▶ **Exercise goal**
Swap each "thin twig" in the data for "dry branch", then write the lines out again with nothing else changed.

▶ **Rows from a pointing dataset**

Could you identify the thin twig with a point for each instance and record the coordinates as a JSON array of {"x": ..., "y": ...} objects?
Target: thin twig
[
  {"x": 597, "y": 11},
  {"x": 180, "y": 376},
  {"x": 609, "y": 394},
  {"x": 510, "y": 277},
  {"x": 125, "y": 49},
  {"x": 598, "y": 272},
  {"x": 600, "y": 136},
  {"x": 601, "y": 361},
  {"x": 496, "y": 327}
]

▶ **Answer to the exercise**
Could you identify the dry branch with a point for each instance and record the coordinates as a JSON array of {"x": ..., "y": ...} objects?
Target: dry branch
[
  {"x": 597, "y": 11},
  {"x": 180, "y": 376},
  {"x": 609, "y": 394},
  {"x": 510, "y": 277},
  {"x": 125, "y": 49},
  {"x": 598, "y": 272},
  {"x": 600, "y": 136},
  {"x": 601, "y": 361},
  {"x": 496, "y": 327}
]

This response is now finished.